Whether you are growing one of our kits or wanting to learn how to grow microgreens with your own materials, this post is for you! Be sure to read all the directions before starting, but remember that microgreens are very adaptable. There are many ways to adapt your micro-gardening to your own circumstances. Be sure to check out my YouTube channel for video instructions as well.
Quick Start Directions for the grow kits:
- Pour moistened soil into the grow tray and gently pat it level- but don’t compact it. For the intro kit, place the tray on top of a plate, pie pan, or bowl.
- Spread the seeds evenly over the soil.
- Spray the seeds with about a tablespoon of water for a 5×5 tray (the size of an intro kit tray, or each of the 8 trays in the Serious Kit).
- Cover with black cover tray and place a weight in the tray.
- For the next few days, the seeds will germinate and develop. Go ahead and peek under the cover! After 3 days, you will see the seeds begin to lift their heads. Remove the cover and weight and let the microgreens see the light.
- Move your microgreens into an area with bright light. As soon as they begin to turn green, they can be placed in a sunny window. If you do not have a sunny window, give your growing microgreens the brightest light you have available.5.
- Keep your microgreens watered and in an area with good airflow. To water the developing microgreens in the intro kit, pour water in the plate or bowl. For the ‘Serious kit’ pour up to a quart of water into the green tray (under the colored 5x5s). If only 2-4 trays are growing, it will require much less water. Pour out the excess water after 15 minutes or so. Microgreens need to stay moist, but they do not like to swim. Water once a day or- less if the soil is still moist. IMPORTANT NOTE: If you start your planting trays on different days, remove the trays that are still in blackout before watering the uncovered trays. Covered trays do not need to be watered until they are uncovered.
- When your microgreens are 2-3 inches high, begin tasting them. Using sharp scissors cut the microgreens a little above the soil level. You can harvest them all at once or cut them as you need them. TIP: The soil and roots can be added to your compost.

◆ **Request 1**
In the microgreens directions, after how many days will the seeds begin to lift their heads?

◆ **Given records**
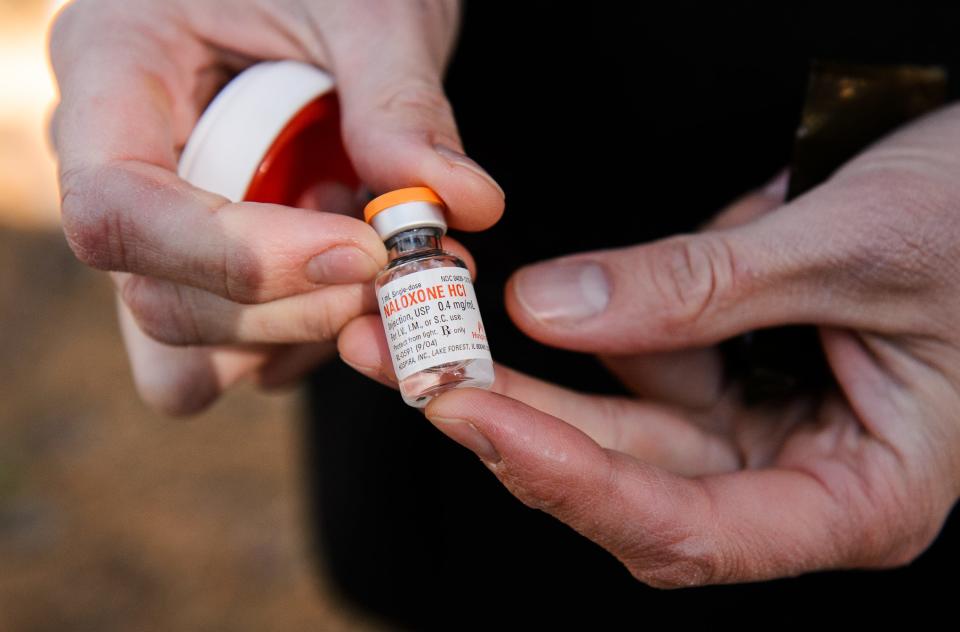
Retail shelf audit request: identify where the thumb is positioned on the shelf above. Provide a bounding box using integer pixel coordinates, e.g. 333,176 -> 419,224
330,2 -> 504,230
506,178 -> 892,354
425,388 -> 916,588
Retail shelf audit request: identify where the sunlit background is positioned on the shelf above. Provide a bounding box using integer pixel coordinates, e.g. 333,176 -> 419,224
0,0 -> 376,632
0,0 -> 64,226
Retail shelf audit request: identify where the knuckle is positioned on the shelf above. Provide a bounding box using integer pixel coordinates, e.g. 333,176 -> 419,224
120,276 -> 204,346
60,167 -> 133,270
627,553 -> 719,590
828,163 -> 958,295
217,248 -> 267,304
380,81 -> 453,119
647,236 -> 738,330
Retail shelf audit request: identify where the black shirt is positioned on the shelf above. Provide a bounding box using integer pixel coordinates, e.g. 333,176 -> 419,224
305,1 -> 960,629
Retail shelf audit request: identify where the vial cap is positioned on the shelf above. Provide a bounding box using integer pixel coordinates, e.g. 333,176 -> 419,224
363,187 -> 447,241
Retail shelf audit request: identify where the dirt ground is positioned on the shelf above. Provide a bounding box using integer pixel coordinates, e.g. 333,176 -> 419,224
0,229 -> 379,631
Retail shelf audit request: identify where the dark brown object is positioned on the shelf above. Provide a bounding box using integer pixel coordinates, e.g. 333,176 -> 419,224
724,60 -> 947,404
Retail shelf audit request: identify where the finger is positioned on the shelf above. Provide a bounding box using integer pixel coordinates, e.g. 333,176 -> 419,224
120,275 -> 377,346
112,235 -> 473,346
328,2 -> 504,230
425,389 -> 916,588
337,316 -> 740,475
601,169 -> 789,408
51,5 -> 386,302
600,347 -> 725,409
62,162 -> 386,303
506,170 -> 908,354
253,342 -> 337,390
117,300 -> 269,416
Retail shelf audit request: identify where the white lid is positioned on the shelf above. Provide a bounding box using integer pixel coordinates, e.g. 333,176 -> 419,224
178,60 -> 333,202
370,200 -> 447,241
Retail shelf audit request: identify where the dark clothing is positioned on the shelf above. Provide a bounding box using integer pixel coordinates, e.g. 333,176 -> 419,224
306,1 -> 960,629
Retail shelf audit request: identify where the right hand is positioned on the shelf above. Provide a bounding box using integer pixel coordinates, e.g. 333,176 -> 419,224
50,0 -> 504,414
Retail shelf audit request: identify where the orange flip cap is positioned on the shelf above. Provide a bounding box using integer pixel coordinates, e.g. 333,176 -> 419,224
363,187 -> 443,223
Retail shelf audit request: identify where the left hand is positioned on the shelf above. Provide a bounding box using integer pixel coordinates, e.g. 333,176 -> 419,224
338,101 -> 960,587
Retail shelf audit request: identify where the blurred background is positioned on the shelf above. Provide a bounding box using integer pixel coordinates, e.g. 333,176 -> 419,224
0,0 -> 375,631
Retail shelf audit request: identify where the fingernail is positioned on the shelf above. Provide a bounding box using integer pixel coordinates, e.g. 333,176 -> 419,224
515,261 -> 610,322
307,246 -> 379,283
433,145 -> 506,197
428,417 -> 500,463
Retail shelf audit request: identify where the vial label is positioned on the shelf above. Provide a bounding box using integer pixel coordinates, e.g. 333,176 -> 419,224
378,268 -> 491,380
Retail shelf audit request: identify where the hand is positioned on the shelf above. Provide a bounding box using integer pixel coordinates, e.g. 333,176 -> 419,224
51,0 -> 503,413
338,106 -> 960,587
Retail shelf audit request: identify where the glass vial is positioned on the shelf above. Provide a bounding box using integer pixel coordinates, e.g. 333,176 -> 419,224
364,187 -> 493,408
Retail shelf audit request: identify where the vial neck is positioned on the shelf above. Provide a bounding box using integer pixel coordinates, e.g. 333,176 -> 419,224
384,227 -> 443,261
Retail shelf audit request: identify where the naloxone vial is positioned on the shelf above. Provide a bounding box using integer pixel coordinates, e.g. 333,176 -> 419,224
364,187 -> 493,408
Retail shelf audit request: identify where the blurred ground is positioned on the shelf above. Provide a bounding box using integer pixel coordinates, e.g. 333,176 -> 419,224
0,225 -> 382,631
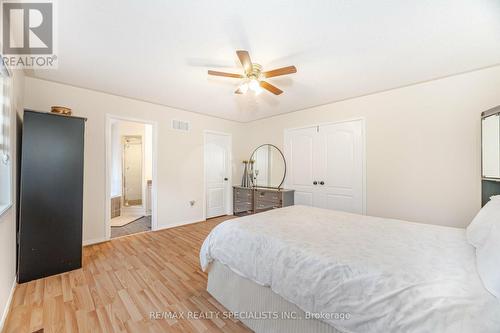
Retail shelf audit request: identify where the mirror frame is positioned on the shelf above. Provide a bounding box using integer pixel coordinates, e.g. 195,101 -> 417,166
250,143 -> 286,190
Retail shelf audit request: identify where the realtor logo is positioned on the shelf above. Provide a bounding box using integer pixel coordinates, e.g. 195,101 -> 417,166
1,0 -> 57,68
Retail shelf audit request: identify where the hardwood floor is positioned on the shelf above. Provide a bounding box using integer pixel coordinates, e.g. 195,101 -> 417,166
4,217 -> 250,333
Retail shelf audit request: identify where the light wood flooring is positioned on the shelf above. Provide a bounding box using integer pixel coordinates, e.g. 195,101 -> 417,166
4,217 -> 250,333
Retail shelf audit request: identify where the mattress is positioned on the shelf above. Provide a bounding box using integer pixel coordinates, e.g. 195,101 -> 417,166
207,260 -> 341,333
200,206 -> 500,333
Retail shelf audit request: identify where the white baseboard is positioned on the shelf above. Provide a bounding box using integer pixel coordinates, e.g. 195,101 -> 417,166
0,277 -> 17,332
82,237 -> 108,246
153,217 -> 205,231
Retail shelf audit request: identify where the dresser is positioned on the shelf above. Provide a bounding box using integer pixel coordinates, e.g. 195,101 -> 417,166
233,186 -> 294,215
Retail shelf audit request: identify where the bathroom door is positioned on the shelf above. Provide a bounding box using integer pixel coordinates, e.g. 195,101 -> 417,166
205,133 -> 231,218
123,136 -> 142,206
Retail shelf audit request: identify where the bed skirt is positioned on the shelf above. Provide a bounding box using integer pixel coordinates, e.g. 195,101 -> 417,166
207,260 -> 341,333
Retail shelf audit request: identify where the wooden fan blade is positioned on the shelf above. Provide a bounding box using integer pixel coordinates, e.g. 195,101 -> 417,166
262,66 -> 297,77
208,70 -> 244,79
260,81 -> 283,95
236,50 -> 253,74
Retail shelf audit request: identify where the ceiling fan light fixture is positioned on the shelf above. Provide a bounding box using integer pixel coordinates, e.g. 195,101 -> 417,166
248,78 -> 261,92
253,86 -> 262,95
239,82 -> 248,94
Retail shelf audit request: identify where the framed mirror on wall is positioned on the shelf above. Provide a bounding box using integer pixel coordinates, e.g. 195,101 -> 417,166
249,144 -> 286,188
481,106 -> 500,206
481,110 -> 500,179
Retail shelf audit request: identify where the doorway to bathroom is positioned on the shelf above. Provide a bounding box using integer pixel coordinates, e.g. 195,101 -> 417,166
106,116 -> 156,239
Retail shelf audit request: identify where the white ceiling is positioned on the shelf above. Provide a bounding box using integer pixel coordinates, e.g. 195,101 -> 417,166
32,0 -> 500,122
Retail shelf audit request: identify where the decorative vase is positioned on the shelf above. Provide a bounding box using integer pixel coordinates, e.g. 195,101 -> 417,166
241,161 -> 248,187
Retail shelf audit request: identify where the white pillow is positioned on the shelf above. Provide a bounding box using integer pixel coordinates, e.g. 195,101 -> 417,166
466,198 -> 500,247
476,221 -> 500,298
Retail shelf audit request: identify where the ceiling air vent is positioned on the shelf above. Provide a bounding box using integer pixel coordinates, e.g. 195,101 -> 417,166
172,119 -> 189,132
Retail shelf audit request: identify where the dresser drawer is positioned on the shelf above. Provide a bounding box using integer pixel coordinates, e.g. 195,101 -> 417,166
255,200 -> 281,211
255,190 -> 281,203
233,201 -> 253,213
234,188 -> 253,198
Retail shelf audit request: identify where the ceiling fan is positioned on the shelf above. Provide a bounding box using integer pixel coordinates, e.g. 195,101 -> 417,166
208,50 -> 297,95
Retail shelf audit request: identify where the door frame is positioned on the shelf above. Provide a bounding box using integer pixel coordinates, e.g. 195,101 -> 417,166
283,117 -> 367,215
104,113 -> 158,240
203,130 -> 233,221
120,135 -> 147,209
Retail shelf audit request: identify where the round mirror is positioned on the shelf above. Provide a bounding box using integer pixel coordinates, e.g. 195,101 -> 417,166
250,144 -> 286,188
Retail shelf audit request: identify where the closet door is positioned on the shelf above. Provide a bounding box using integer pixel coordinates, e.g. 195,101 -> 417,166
315,120 -> 364,214
285,126 -> 318,206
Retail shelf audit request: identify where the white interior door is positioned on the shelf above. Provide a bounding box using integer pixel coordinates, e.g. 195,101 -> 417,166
317,120 -> 364,214
205,133 -> 231,218
285,120 -> 364,214
285,126 -> 318,206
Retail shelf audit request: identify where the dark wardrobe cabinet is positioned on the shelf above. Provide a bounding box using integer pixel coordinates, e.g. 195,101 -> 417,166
17,110 -> 85,283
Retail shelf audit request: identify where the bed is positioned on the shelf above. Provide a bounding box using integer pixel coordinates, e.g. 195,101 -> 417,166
200,206 -> 500,333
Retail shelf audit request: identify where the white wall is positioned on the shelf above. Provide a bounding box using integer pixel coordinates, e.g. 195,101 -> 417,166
25,77 -> 242,243
0,71 -> 24,331
25,67 -> 500,241
240,66 -> 500,227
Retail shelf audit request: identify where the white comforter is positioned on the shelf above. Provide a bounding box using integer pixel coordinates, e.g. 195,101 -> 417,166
200,206 -> 500,333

◆ **Request 2**
Edit the entries starting at the first one and ending at the line that contains "306,1 -> 960,629", replacing "Retail" with "Store" and leaving everything else unchanged. Leave the pictures out.

◆ **Correct answer 1**
After 3 days.

◆ **Correct answer 2**
Store shelf audit request: identify where the thumb is positioned on the shelf above. Provide a bounding box using integer pixel coordinates, e.g. 333,176 -> 419,224
330,2 -> 504,230
506,178 -> 892,354
425,388 -> 916,588
Store shelf audit request: identify where the sunlit background is positioned on the shelf above. Provide a bounding box using integer pixel coordinates, e.g. 333,176 -> 419,224
0,0 -> 376,632
0,0 -> 64,226
Store shelf audit request: identify where the knuckle is positioned on the shelf above. Provide a bounding box using integer pixel coordinates, e.g. 333,176 -> 419,224
120,276 -> 204,346
60,167 -> 133,270
627,553 -> 719,590
828,163 -> 958,295
217,248 -> 267,304
380,81 -> 453,119
647,236 -> 738,330
Store shelf audit request: identify where the black shirt is positioned on the shelf above. Provide a bounding box using integer pixel coordinates, e.g. 333,176 -> 419,224
305,1 -> 960,629
Store shelf audit request: identify where the vial cap is positioned on the shelf above. Provide a bounding box using integer pixel coordinates, e.g. 333,176 -> 419,224
363,187 -> 447,241
Store shelf audit request: identify where the dirt ground is positioned on the shelf above. Provide a bounding box using integer pixel coordinates, e.g. 333,176 -> 419,224
0,229 -> 379,631
Store shelf audit request: identify where the dark brown object is positioned on the shelf above. Provide a bounding box using integer pixel coordinates, e.g. 333,176 -> 419,224
724,60 -> 947,404
Store shelf audit request: identify where the finger is positioned on the shelf above. Provide a bounding box using integer pixel coordinates, e.g. 333,176 -> 419,224
120,275 -> 377,346
112,235 -> 473,346
328,2 -> 504,230
425,389 -> 916,588
337,316 -> 740,475
601,169 -> 789,408
51,5 -> 386,302
600,347 -> 725,409
62,162 -> 386,303
506,170 -> 908,354
253,342 -> 337,390
117,300 -> 269,416
Store shelf audit request: identify where the white lid is positioned on the shelf above. Provide a bounding box using integer pixel coordinates, e.g. 333,176 -> 419,224
178,60 -> 333,202
370,200 -> 447,241
Store shelf audit request: identify where the dark clothing is positioned on the shelf above. Provide a bounding box using integer pixel coordinates, e.g. 333,176 -> 419,224
306,1 -> 960,629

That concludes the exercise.